* begin *

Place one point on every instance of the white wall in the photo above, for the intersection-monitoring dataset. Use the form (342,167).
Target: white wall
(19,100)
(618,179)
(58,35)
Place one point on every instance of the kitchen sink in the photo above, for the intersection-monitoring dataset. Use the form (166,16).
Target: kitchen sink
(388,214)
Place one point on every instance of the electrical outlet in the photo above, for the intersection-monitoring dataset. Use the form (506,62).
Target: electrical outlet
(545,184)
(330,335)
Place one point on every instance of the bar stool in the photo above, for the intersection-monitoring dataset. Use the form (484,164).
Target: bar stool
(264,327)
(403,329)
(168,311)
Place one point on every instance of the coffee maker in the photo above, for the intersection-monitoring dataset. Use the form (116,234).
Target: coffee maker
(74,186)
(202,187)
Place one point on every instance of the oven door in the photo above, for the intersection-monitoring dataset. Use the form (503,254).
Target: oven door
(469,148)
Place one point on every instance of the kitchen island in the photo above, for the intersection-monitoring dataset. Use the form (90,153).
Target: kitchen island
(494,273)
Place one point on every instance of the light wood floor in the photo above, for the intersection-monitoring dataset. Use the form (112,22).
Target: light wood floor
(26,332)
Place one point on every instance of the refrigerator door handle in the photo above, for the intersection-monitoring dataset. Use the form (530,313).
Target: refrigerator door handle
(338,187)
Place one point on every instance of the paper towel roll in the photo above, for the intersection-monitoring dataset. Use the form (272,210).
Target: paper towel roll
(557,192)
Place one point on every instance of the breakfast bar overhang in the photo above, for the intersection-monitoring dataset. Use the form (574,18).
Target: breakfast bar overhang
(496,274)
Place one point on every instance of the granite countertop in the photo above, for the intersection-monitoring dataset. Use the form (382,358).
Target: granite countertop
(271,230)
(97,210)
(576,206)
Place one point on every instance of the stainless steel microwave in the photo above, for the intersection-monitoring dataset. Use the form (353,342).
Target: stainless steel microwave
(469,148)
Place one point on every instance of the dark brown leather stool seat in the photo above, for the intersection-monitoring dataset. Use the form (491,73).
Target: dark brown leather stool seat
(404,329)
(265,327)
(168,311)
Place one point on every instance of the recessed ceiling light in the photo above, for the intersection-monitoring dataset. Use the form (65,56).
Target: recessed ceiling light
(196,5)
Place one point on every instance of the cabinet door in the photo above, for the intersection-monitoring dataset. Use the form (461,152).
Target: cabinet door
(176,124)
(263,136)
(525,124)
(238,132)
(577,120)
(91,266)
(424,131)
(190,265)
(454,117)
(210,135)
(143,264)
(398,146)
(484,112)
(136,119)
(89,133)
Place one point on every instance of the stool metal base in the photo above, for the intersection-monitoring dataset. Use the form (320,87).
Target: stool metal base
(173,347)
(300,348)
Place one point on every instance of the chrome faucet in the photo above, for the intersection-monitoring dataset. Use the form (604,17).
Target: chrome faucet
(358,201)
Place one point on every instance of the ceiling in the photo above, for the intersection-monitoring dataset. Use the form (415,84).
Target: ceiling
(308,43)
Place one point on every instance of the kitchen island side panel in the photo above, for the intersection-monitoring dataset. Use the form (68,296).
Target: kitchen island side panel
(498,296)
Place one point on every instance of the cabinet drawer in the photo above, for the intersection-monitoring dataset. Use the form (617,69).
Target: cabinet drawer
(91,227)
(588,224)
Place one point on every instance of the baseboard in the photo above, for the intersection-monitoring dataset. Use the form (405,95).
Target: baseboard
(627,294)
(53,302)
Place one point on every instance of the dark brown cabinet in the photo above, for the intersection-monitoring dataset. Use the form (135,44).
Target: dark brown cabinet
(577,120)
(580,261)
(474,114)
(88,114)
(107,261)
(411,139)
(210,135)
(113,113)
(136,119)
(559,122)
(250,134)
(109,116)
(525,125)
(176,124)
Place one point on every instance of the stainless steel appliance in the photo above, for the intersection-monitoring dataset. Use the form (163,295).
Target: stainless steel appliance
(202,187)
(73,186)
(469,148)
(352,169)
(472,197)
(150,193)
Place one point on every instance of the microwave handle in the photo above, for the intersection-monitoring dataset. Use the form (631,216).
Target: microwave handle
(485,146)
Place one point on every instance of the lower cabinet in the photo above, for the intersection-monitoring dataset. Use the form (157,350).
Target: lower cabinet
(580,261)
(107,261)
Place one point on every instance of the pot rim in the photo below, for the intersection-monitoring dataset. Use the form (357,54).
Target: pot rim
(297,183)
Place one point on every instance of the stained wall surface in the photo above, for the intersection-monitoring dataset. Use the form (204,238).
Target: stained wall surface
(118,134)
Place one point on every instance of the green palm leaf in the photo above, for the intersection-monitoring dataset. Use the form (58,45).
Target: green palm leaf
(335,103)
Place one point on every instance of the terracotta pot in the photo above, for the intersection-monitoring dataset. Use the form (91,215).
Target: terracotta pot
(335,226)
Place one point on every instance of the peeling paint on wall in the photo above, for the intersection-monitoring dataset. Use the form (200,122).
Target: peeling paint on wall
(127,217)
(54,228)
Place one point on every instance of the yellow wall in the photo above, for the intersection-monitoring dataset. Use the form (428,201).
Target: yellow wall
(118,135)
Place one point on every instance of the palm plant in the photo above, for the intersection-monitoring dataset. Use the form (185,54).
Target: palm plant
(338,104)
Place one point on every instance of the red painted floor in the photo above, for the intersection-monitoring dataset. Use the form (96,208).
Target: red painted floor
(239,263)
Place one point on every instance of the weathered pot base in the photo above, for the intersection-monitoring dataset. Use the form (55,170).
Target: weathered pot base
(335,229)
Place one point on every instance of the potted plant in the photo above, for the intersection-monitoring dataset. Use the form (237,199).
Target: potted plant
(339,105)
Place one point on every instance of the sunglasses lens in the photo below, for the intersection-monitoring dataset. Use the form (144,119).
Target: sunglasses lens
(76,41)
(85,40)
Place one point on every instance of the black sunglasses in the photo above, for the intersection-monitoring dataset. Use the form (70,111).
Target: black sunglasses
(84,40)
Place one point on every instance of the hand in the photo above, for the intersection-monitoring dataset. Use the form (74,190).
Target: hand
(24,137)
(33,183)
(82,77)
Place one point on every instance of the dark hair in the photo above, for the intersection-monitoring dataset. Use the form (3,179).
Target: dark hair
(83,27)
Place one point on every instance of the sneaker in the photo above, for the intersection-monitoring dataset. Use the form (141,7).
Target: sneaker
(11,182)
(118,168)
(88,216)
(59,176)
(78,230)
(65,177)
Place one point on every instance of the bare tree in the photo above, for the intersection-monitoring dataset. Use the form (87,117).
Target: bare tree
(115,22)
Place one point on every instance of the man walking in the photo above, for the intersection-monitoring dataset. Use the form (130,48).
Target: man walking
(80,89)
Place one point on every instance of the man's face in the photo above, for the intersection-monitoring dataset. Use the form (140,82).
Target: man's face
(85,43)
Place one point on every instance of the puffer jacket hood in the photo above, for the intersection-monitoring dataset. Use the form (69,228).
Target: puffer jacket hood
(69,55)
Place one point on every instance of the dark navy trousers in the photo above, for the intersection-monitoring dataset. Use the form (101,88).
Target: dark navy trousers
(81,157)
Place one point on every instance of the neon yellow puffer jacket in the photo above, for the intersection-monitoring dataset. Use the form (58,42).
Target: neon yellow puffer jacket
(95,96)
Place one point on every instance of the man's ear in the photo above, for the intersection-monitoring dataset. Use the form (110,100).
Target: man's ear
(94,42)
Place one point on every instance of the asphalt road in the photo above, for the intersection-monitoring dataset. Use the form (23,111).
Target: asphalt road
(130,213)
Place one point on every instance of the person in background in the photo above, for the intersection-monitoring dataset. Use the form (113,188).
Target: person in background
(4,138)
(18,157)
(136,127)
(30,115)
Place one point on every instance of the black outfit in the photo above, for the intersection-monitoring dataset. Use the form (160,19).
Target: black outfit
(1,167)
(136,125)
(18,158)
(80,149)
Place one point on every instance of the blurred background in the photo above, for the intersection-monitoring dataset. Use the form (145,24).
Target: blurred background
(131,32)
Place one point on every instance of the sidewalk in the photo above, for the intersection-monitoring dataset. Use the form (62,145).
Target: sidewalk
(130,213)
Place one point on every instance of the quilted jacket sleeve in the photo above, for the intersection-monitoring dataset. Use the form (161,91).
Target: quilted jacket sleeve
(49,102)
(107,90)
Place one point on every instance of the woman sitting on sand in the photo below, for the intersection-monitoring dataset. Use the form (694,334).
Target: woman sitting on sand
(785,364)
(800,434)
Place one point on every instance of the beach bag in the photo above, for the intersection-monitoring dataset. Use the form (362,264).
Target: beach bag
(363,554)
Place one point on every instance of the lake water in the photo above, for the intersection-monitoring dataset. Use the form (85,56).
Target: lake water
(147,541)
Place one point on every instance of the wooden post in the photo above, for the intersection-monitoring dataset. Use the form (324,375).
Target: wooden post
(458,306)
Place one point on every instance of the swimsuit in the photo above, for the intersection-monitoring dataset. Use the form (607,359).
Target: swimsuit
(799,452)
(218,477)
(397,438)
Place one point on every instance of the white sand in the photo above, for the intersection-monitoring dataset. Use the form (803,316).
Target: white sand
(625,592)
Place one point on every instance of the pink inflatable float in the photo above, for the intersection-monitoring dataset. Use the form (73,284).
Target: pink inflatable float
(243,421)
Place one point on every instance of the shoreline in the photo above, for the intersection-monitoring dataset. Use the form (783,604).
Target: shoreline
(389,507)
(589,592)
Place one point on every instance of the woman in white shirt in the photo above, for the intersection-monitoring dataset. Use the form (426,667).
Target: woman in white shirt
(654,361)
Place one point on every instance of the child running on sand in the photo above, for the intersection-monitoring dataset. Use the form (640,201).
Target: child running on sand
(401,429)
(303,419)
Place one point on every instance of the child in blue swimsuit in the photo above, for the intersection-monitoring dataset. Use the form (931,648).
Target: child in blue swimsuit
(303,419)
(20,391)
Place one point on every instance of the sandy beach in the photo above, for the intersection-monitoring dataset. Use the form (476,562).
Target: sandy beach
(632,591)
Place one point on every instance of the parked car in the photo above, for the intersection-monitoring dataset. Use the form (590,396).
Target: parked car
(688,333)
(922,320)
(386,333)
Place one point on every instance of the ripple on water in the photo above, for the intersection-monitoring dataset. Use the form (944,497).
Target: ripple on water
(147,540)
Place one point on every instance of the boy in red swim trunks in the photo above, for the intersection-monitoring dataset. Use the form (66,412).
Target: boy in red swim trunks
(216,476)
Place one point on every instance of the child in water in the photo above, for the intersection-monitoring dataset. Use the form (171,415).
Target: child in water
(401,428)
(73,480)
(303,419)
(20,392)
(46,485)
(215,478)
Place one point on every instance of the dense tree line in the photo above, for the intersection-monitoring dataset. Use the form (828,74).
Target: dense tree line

* end *

▸ **Requirement**
Reproduce the listing above exactly from the line containing "Place one point on every instance of the shoreline" through its last line, with both of those lines included.

▸ **The answer**
Place one point on every instance of the shoreline in the photo above, for the intersection-monitoring dataset. Use the form (783,604).
Target: shoreline
(389,507)
(589,592)
Place one point on every instance of the woman in white shirt in the photo above, for the intersection-monitoring dataset. Use the form (426,667).
Target: woman in white shirt
(654,361)
Place one point on every instance of the child running on sand in the photo above, for the intersection-monitoring dataset. Use the form (640,201).
Target: child running on sand
(401,429)
(303,419)
Place one point on every instance of the child in blue swimsuit in the photo above, for the intersection-monitoring dataset. Use the form (931,648).
Target: child in blue swimsuit
(303,419)
(20,391)
Place one point on every instance of the sandy beach in the photo above, for the intersection-monitoring dataset. Use the form (476,562).
Target: sandy beach
(632,591)
Place one point on every instance of the parked car in the photo above, for the intersection-monitoring dataset. Use the form (590,396).
Target: parked car
(688,333)
(922,320)
(386,333)
Place one point on every instance of the ripple on water in the photo above, for the intersection-monitoring dataset. Use the form (944,497).
Target: ripple on water
(147,540)
Place one point on every instance of the boy in red swim trunks in the photo above, for the intersection-monitoring dataset. Use the form (66,412).
Target: boy in red swim trunks
(216,476)
Place one point on every instance of the child in water in the photo above, for the intersection-monitoring dataset. Use the form (171,415).
Target: child in water
(401,428)
(73,480)
(303,419)
(20,392)
(46,485)
(215,478)
Place one point on every instance of the dense tree line in the photo above, for the intersection-monitoring dataset. Use the form (828,74).
Target: dense tree line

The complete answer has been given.